— Brief 1 —
In the text about William Joseph Ashby, which team did he play forward for?
— Brief 2 —
Pick up the biography of William Joseph Ashby after its last sentence and keep writing it.

International career
- Years: Team / Apps / (Points)
- 1910: British Isles / 3

= William Joseph Ashby =

British Isles international rugby union player

Dr William Joseph Ashby (6 November 1885 – 1 December 1953) was an Irish rugby union international who was part of the first official British Isles team that toured South Africa in 1910. Although he played for the Lions, he was never selected to play for Ireland.

==Early life==
William Joseph Ashby was born in Sandhurst, Berkshire on 6 November 1885 and was brought up in Ireland. He was educated at Queen's College, Cork and won distinction as a mathematician. Having been selected for training as a teacher he instead opted for medicine and graduated MBBCh, with honours, in 1910 from the National University of Ireland and became M.D. in 1913.

==Rugby career==
Ashby was a sprinter but excelled as a rugby player, playing forward for Munster. In 1910 he was selected for the first official British tour to South Africa (in that it was sanctioned and selected by the four Home Nations official governing bodies).

==Career and First World War==
After graduation Ashby held house appointments at the Derbyshire Royal Infirmary and the Norfolk and Norwich Hospital. He later entered general practice at Aylesbury. He served in the Royal Army Medical Corps during the First World War and was present at the Battle of the Somme, and also served in Egypt and Palestine. Following the war he returned to his general practice in Aylesbury, and was later appointed surgeon-in-ordinary to the Royal Buckinghamshire Hospital. Outside of medicine, he was elected to the Buckinghamshire County Council. He later moved to Cardiff, retiring to Cork in 1953 having suffered an oedema.

— Supplied information —
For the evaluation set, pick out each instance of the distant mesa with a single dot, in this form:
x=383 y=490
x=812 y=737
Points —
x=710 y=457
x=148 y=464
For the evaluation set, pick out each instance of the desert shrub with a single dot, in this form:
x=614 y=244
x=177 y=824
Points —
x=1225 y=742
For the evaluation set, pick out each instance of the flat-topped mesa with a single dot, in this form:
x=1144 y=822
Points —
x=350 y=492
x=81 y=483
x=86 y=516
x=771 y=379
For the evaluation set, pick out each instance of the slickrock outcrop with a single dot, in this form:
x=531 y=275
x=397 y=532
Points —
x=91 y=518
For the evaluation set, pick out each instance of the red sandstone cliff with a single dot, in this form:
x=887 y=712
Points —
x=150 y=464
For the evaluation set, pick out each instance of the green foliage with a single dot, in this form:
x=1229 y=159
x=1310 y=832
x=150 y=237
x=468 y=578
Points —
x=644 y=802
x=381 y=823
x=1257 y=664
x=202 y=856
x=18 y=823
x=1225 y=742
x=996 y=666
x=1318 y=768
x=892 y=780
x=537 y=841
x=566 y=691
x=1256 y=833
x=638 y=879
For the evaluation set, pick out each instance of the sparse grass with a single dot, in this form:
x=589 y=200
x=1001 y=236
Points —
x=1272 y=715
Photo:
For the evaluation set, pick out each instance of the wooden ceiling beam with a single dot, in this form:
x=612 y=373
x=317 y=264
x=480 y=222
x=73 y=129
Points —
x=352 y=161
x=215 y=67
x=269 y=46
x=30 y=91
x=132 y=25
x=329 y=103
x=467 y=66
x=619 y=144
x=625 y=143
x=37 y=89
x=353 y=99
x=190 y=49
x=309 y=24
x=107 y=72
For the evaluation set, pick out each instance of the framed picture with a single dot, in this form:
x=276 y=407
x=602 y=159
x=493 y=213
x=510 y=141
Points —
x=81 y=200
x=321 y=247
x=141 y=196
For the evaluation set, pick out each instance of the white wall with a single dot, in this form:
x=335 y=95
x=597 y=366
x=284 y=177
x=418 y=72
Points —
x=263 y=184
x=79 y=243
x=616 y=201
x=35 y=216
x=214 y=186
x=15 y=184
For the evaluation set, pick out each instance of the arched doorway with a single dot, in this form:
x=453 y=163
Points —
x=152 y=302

— Task result 1 —
Munster

— Task result 2 —
==Personal life and family==
William Joseph Ashby married Hilda Sayer in 1914. Their son, Desmond William Ronald Ashby (4 Aug 1915 to 4 Aug 2005), was educated at Downside School and Beaumont College, and followed his father into the medical profession, studying medicine at the National University of Wales at Cardiff and performing his clinical studies at Westminster Hospital Medical School. Like his father before him, Desmond also served in the military, during the Second World War. From 1939 to 1941 he was in Emergency Medical Service and then joined the RAF in May 1941 which saw him serve in the RAF Central Medical Establishment, and then as a squadron leader and medical specialist at RAF General Hospital, Ely, Cambridgeshire. After the War he worked at Queen Elizabeth Hospital, Birmingham and then held posts with the Gateshead hospital group and the University of Newcastle upon Tyne in 1963. He married Yvette Lennox Percy and together they had six children.

Following retirement to Ireland, Ashby spent much of his time salmon-fishing at Donemark, doing so at one point having suffered a broken ankle only days before. After a short illness late in 1953 William Ashby died at the Mercy Home, Cork, on 1 December 1953 at the age of 68.